■ **Written task**
Take the line that contains "pedestal, as integer pixel positions." and every line after it in the material below, and quote them exactly.

■ **Dataset items**
....

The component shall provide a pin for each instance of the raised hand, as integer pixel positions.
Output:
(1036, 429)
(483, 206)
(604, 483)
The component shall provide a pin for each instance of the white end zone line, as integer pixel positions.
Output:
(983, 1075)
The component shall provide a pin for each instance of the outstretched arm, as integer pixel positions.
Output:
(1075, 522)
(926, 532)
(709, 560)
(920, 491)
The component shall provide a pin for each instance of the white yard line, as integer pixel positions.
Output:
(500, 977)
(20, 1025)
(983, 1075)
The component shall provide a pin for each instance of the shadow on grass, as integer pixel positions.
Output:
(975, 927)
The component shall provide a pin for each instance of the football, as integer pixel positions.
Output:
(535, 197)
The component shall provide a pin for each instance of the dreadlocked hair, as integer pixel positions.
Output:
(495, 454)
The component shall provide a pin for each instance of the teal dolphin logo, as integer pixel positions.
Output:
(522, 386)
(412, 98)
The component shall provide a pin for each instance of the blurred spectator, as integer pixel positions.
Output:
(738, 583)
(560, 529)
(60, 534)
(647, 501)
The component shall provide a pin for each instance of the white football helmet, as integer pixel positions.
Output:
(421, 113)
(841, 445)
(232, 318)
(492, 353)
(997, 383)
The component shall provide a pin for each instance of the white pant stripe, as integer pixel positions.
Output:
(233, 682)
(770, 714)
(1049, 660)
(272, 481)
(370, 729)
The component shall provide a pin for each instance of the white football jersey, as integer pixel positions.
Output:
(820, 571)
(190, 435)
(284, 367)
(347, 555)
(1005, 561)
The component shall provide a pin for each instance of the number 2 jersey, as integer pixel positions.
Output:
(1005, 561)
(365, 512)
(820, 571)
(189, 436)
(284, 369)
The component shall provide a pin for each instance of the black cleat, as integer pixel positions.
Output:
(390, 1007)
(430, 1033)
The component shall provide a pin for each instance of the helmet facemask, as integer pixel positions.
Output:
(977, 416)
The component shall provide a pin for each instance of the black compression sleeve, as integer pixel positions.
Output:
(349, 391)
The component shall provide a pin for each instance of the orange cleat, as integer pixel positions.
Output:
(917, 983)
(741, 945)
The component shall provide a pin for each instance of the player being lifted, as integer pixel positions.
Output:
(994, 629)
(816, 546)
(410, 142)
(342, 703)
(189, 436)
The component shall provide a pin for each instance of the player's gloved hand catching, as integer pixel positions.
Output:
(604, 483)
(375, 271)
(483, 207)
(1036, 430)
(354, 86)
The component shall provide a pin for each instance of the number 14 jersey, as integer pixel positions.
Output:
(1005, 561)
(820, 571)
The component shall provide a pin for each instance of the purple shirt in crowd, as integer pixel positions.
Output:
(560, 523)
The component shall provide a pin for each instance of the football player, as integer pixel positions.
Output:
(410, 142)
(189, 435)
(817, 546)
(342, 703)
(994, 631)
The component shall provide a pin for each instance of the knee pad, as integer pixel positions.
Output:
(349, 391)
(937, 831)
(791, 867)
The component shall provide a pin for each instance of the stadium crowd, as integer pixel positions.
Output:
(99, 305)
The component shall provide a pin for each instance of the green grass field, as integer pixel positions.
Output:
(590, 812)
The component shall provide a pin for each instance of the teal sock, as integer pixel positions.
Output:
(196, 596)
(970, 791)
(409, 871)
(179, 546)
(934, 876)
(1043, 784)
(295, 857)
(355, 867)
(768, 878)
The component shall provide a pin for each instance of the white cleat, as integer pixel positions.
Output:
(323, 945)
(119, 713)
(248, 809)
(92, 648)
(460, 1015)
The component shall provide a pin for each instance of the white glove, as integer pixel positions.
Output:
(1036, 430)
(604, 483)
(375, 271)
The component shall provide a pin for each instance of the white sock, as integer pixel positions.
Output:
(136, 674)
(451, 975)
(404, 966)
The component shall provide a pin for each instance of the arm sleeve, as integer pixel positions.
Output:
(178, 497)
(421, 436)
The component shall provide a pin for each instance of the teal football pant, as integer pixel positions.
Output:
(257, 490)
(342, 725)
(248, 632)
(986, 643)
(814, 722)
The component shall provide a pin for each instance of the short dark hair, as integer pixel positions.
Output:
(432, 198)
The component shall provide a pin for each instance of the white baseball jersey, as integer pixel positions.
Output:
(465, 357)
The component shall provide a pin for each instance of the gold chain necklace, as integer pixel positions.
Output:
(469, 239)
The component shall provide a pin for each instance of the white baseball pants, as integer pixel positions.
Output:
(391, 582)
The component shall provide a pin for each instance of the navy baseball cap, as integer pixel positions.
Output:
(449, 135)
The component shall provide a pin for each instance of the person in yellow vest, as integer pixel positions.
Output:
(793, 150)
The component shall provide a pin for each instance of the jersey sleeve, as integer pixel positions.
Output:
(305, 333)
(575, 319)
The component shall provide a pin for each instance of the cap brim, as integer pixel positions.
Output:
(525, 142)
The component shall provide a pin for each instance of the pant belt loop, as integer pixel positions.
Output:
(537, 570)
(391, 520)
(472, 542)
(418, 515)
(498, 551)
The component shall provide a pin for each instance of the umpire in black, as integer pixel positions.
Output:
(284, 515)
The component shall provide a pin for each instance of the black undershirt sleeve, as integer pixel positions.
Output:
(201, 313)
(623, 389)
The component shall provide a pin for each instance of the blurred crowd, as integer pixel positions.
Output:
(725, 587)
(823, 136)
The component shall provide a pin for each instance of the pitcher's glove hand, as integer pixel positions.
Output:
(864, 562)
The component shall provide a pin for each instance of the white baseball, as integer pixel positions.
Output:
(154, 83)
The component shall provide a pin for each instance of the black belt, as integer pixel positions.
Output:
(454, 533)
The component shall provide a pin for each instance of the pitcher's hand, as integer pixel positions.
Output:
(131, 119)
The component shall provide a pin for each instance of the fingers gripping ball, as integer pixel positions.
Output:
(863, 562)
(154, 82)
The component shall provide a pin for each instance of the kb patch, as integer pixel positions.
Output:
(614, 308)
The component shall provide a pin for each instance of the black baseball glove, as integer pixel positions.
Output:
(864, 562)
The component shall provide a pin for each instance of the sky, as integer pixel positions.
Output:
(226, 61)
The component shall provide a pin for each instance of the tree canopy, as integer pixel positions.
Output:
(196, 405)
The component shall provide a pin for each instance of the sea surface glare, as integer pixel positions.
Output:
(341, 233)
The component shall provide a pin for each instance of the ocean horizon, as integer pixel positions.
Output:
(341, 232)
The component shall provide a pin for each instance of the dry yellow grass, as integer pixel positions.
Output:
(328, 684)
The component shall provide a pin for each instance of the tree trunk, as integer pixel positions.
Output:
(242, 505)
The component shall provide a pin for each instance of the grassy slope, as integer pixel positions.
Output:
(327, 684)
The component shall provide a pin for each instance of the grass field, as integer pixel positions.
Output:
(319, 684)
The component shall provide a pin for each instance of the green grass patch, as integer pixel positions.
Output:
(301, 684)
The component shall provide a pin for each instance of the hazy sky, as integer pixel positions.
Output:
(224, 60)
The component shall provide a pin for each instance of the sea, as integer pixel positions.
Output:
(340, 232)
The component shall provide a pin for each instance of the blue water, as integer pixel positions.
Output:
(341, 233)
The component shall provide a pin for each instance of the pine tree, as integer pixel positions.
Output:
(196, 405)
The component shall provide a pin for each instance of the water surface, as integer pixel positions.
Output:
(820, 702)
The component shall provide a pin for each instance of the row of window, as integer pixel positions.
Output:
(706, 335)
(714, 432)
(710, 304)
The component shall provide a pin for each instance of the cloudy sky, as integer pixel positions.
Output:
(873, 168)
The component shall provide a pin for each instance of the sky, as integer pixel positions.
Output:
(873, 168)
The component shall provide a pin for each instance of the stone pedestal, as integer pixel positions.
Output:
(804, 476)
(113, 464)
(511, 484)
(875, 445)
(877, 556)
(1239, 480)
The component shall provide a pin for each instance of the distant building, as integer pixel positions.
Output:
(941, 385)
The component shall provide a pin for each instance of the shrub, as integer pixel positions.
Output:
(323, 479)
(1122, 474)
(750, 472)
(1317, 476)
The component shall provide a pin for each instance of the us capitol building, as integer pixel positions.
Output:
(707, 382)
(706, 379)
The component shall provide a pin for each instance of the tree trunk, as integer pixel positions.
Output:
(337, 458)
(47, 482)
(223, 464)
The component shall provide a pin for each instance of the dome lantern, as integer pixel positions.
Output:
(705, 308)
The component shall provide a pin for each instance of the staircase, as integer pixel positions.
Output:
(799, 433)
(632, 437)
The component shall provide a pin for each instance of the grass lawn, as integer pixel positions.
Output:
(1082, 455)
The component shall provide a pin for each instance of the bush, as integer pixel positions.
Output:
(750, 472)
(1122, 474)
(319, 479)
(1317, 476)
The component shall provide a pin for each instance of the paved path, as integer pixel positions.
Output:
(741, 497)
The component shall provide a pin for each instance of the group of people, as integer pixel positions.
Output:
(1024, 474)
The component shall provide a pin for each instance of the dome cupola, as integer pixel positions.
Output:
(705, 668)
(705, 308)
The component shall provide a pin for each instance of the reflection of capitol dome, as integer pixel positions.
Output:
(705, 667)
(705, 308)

....

■ **Task result**
The component shall provide a pin for each instance of the stone pedestal, as integer pixel positions.
Output:
(804, 476)
(113, 464)
(511, 484)
(875, 445)
(877, 556)
(1239, 480)
The component shall provide a pin for each instance of the distant building, as integer pixel positions.
Output:
(941, 385)
The component shall provide a pin for each instance of the shrub, as integer pixel positions.
Output:
(323, 479)
(1122, 474)
(750, 472)
(1317, 476)
The component shall provide a pin for each instance of the us capitol building, as integer pixel positions.
Output:
(707, 382)
(706, 379)
The component shall provide a pin for each instance of the tree trunk, as integer pixel positions.
Output:
(337, 458)
(47, 482)
(223, 464)
The component shall provide a pin for each instance of the dome lantern, as integer pixel positions.
Output:
(705, 308)
The component shall provide a pin for each instance of the staircase, as integer pixel positions.
Output:
(799, 433)
(632, 437)
The component shall provide a pin for each instance of the grass lawn, as integer pixel positions.
Output:
(1082, 455)
The component shall provide a pin for each instance of the bush, as integer pixel positions.
Output:
(750, 472)
(1122, 474)
(319, 479)
(1317, 476)
The component shall provide a pin for each instance of the paved path, as integer pixel positions.
Output:
(741, 497)
The component shall provide a pin for each instance of the group of people, as integer pixel positions.
Output:
(1024, 474)
The component shall provide a pin for each instance of the dome cupola, as integer pixel positions.
Output:
(705, 668)
(705, 308)
The component shall provide a pin for each instance of the reflection of capitol dome, as integer pixel positions.
Output:
(705, 667)
(705, 308)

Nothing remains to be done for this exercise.